DATA EXTRACTS >>
########

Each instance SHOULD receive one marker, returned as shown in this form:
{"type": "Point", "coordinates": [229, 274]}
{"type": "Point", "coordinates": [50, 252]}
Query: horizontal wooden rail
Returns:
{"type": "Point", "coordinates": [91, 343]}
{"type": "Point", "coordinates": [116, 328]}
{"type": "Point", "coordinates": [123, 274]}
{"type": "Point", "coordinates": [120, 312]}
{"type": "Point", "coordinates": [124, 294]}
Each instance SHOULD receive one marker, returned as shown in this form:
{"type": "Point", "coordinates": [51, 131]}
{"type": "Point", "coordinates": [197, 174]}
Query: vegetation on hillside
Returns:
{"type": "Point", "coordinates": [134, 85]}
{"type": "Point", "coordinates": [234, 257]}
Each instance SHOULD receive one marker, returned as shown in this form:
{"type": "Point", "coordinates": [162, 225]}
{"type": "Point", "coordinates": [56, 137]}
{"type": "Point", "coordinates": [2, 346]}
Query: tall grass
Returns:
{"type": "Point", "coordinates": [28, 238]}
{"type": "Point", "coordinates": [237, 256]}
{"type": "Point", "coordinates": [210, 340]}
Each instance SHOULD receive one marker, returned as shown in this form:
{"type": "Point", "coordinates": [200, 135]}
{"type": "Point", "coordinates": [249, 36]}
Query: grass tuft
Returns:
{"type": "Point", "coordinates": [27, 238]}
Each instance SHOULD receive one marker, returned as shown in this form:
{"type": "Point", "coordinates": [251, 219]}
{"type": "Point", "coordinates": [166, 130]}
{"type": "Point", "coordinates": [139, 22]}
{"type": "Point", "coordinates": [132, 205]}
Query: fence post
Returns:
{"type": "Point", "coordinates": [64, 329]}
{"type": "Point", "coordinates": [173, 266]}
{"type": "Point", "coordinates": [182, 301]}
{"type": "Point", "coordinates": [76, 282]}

########

Output the listing in full. Leave every line unchanged.

RESPONSE FOR THIS EXERCISE >>
Each instance SHOULD receive one marker, returned as shown in this form:
{"type": "Point", "coordinates": [229, 274]}
{"type": "Point", "coordinates": [50, 252]}
Query: horizontal wooden rail
Returns:
{"type": "Point", "coordinates": [91, 343]}
{"type": "Point", "coordinates": [116, 328]}
{"type": "Point", "coordinates": [123, 274]}
{"type": "Point", "coordinates": [120, 312]}
{"type": "Point", "coordinates": [124, 294]}
Each instance SHOULD receive one marker, returned as shown in this form:
{"type": "Point", "coordinates": [51, 131]}
{"type": "Point", "coordinates": [197, 174]}
Query: vegetation on hillside
Returns:
{"type": "Point", "coordinates": [134, 85]}
{"type": "Point", "coordinates": [234, 257]}
Each instance SHOULD receive one marker, returned as shown in this form:
{"type": "Point", "coordinates": [162, 225]}
{"type": "Point", "coordinates": [56, 137]}
{"type": "Point", "coordinates": [2, 346]}
Query: tall grass
Returns:
{"type": "Point", "coordinates": [28, 238]}
{"type": "Point", "coordinates": [237, 256]}
{"type": "Point", "coordinates": [210, 340]}
Each instance SHOULD receive one marker, returned as shown in this form:
{"type": "Point", "coordinates": [200, 135]}
{"type": "Point", "coordinates": [249, 36]}
Query: grass tuft
Returns:
{"type": "Point", "coordinates": [27, 238]}
Each instance SHOULD receive one marker, returned as shown in this form:
{"type": "Point", "coordinates": [251, 219]}
{"type": "Point", "coordinates": [166, 130]}
{"type": "Point", "coordinates": [139, 22]}
{"type": "Point", "coordinates": [132, 205]}
Query: fence post
Returns:
{"type": "Point", "coordinates": [64, 329]}
{"type": "Point", "coordinates": [173, 266]}
{"type": "Point", "coordinates": [182, 301]}
{"type": "Point", "coordinates": [76, 282]}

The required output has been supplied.